▸ Selected passage:
-- Opening Marker --

|
created a unit test for this after converting to long use versus int use. your logic is flawed somewhere I think.
90736213576 resulted in ninety billion seven hundred thirty-six million twenty-one three thousand five hundred seventy-six
should of resulted in ninety billion seven hundred thirty-six million two hundred thirteen thousand five hundred seventy-six
bolded the difference
I think if you broke the integer up into the 3 digit groupings and parsed those groupings on a smaller scale it would be more foolproof.
Here is an alternative for you.
public static string LongToNumeral(this long number)
{
bool neg = number < 0;
if (neg) number = Math.Abs(number);
Func<long, string> Base = i =>
{
switch (i)

-- Closing Marker --

▸ Source information:
-- Opening Marker --

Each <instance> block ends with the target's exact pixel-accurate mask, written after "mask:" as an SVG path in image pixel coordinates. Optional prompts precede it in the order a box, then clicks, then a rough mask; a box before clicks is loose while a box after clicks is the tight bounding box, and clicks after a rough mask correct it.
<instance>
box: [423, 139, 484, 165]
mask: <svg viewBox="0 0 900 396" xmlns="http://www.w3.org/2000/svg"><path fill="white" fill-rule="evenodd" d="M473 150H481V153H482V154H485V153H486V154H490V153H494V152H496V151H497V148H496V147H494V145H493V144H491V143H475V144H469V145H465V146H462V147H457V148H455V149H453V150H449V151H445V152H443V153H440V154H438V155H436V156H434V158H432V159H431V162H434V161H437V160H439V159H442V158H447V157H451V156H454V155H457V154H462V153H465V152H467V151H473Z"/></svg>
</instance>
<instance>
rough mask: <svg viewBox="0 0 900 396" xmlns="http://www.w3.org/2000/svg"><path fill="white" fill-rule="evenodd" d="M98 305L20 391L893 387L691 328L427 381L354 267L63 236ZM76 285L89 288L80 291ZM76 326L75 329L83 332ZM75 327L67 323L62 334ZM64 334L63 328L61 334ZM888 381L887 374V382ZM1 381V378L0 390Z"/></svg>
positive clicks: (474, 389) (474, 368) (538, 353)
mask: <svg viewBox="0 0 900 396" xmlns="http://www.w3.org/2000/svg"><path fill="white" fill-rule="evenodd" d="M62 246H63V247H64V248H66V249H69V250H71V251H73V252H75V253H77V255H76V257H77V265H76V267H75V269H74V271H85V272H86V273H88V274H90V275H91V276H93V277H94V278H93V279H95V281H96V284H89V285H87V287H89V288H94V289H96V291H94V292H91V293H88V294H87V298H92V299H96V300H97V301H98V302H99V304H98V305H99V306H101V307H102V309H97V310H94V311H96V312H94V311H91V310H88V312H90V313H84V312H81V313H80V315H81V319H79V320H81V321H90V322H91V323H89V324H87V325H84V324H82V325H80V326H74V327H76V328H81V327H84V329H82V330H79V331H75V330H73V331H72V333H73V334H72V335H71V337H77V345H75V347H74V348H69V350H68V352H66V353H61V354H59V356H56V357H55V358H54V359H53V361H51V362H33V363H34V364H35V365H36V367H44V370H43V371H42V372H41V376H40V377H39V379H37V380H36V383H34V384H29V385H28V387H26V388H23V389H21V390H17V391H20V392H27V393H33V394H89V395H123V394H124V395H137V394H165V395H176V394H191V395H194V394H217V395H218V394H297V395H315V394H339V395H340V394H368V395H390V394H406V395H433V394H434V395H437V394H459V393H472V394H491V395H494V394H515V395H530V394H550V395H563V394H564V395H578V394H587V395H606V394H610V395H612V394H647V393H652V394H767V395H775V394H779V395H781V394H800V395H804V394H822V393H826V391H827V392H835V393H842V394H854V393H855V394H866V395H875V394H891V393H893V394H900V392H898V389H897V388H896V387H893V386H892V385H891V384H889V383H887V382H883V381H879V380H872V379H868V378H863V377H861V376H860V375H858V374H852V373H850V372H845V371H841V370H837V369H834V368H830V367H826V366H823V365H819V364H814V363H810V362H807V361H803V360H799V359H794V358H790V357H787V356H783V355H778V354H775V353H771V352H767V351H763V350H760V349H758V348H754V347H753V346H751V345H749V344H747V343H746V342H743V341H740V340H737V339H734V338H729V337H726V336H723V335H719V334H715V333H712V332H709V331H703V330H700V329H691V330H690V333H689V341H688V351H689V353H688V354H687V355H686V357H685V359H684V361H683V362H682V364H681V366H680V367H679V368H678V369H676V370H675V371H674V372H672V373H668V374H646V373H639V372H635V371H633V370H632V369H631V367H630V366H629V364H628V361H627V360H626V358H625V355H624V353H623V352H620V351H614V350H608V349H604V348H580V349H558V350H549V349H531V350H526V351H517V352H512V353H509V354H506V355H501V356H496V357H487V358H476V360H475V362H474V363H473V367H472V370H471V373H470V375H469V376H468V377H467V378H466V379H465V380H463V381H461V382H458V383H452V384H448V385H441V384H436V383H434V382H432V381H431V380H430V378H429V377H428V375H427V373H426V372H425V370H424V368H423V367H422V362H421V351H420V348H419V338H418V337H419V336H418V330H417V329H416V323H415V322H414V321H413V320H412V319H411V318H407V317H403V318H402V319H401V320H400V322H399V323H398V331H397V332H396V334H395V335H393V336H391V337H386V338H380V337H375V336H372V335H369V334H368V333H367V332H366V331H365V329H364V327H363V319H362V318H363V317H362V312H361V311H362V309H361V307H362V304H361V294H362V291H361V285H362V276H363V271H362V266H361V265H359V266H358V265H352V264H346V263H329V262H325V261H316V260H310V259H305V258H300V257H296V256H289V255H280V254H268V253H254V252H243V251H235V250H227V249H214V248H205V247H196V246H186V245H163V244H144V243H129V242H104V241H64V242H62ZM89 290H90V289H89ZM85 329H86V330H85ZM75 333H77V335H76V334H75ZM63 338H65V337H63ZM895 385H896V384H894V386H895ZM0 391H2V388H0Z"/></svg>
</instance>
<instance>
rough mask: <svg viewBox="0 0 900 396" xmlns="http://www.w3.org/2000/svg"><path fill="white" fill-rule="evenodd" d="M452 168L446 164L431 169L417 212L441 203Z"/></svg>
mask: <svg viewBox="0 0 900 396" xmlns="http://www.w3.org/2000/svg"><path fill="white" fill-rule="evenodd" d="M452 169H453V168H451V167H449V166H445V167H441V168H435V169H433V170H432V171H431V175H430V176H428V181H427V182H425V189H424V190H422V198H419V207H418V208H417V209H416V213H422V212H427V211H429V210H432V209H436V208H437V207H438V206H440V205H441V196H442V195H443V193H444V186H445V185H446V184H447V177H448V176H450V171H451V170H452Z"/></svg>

-- Closing Marker --

▸ Your tasks:
(A) Type out the part of the number-to-words post starting at "90736213576 resulted in" and ending at "alternative for you.".
(B) List the distinct words for powers of ten that appear in the number-to-words post's sentence giving what the result should have been.
The items are unrelated to anything asked here.

▸ Answer set:
(A)
90736213576 resulted in ninety billion seven hundred thirty-six million twenty-one three thousand five hundred seventy-six
should of resulted in ninety billion seven hundred thirty-six million two hundred thirteen thousand five hundred seventy-six
bolded the difference
I think if you broke the integer up into the 3 digit groupings and parsed those groupings on a smaller scale it would be more foolproof.
Here is an alternative for you.

(B) billion, hundred, million, thousand